■ STATED EXERCISE ■
Reproduce every line of the records below word for word, but omit the pictures.

· · · ·

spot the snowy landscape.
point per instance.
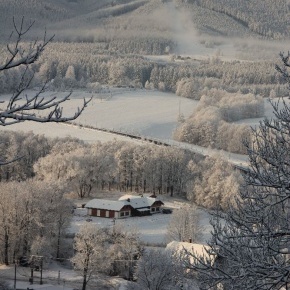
(183, 103)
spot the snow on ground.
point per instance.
(152, 228)
(142, 112)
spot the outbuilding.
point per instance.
(109, 208)
(126, 206)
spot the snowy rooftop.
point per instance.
(197, 249)
(106, 204)
(139, 201)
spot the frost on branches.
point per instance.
(21, 107)
(251, 242)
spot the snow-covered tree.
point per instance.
(251, 242)
(90, 257)
(156, 271)
(184, 225)
(21, 107)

· · · ·

■ EXERCISE OUTPUT ■
spot the snowy landscape.
point per instance.
(183, 103)
spot the snow on ground.
point per instance.
(152, 228)
(142, 112)
spot the outbuilding.
point per instance.
(109, 208)
(126, 206)
spot the snowy rooftop.
point per instance.
(197, 249)
(106, 204)
(139, 201)
spot the frost on branches.
point per instance.
(21, 107)
(251, 242)
spot the snow-covered tree.
point per instance.
(251, 242)
(90, 257)
(156, 271)
(184, 225)
(21, 107)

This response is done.